Position annotation items:
◆ ◆ ◆ ◆ ◆

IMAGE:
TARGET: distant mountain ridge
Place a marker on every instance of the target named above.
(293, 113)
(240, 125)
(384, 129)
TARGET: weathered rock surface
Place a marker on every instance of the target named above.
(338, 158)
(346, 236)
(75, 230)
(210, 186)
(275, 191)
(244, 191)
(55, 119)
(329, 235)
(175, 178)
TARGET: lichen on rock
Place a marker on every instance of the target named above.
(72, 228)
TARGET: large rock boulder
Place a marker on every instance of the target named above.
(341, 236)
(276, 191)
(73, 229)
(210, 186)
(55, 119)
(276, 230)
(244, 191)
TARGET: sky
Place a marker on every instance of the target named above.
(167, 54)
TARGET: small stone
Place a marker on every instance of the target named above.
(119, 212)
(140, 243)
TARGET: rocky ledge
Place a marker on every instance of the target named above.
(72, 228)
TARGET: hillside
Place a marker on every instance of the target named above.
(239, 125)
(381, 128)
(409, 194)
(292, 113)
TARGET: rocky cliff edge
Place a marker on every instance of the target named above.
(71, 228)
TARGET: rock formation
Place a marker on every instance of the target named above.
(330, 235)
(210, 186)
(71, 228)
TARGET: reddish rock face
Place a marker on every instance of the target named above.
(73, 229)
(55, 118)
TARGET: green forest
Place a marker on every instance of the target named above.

◆ ◆ ◆ ◆ ◆

TASK REQUIREMENTS —
Copy out every one of the items above word for word.

ANSWER TO THE TASK —
IMAGE:
TARGET: distant mountain ridge
Place a marker on every instance of the target named above.
(293, 113)
(240, 125)
(384, 129)
TARGET: weathered rock surface
Place a marker on every instance of the target named above.
(338, 158)
(346, 236)
(75, 230)
(210, 186)
(275, 191)
(244, 191)
(55, 119)
(329, 235)
(175, 178)
TARGET: lichen on rock
Place a marker on every instance of the target named above.
(72, 228)
TARGET: large rock boulder
Place a marker on every instance of the target named above.
(341, 236)
(276, 191)
(73, 229)
(210, 186)
(55, 119)
(276, 230)
(244, 191)
TARGET: sky
Place a marker on every instance of the target named above.
(167, 54)
TARGET: small stone
Place a marker on every instance of the target named above.
(119, 212)
(140, 243)
TARGET: rocky ledge
Place a marker on every instance of the target named above.
(72, 228)
TARGET: hillside
Place a marker on every instance of the target named above.
(239, 125)
(381, 128)
(409, 194)
(292, 113)
TARGET: rocky cliff edge
Place a marker on every instance of the target named above.
(71, 228)
TARGET: rock formation
Place a marker on every instance of the target named above.
(330, 235)
(210, 186)
(71, 228)
TARGET: reddish rock face
Place a marker on every instance of the target named above.
(73, 229)
(55, 118)
TARGET: green forest
Place a marker on every instance of the target named above.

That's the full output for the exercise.